= What you have to do =
For each line of the listing that contains "rough", make a copy and return it.

= Given data =
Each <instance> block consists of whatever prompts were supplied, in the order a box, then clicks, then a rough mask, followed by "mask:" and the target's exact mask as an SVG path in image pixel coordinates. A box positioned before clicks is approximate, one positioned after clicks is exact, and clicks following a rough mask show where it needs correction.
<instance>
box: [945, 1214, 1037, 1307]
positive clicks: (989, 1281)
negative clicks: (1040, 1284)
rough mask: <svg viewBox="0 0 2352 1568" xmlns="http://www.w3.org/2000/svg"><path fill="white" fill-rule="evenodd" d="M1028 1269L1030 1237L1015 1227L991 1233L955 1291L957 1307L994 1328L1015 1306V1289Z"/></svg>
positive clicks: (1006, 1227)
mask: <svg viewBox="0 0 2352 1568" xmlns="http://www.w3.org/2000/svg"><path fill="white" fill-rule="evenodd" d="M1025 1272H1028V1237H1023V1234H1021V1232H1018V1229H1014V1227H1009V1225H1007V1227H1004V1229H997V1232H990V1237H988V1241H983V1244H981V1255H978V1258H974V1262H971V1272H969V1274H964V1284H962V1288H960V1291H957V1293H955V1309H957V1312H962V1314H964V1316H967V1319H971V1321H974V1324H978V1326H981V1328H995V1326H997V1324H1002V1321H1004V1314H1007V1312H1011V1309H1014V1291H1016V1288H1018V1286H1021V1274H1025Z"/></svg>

= Your solution =
Each <instance> block consists of whatever prompts were supplied, in the order a box, then clicks, then a rough mask, followed by "mask:" and the target's exact mask as an SVG path in image pixel coordinates. A box positioned before clicks is approximate, one positioned after clicks is exact, and clicks following a rough mask show where it needs correction.
rough mask: <svg viewBox="0 0 2352 1568" xmlns="http://www.w3.org/2000/svg"><path fill="white" fill-rule="evenodd" d="M1028 1269L1030 1237L1015 1227L991 1233L955 1291L957 1307L994 1328L1015 1306V1289Z"/></svg>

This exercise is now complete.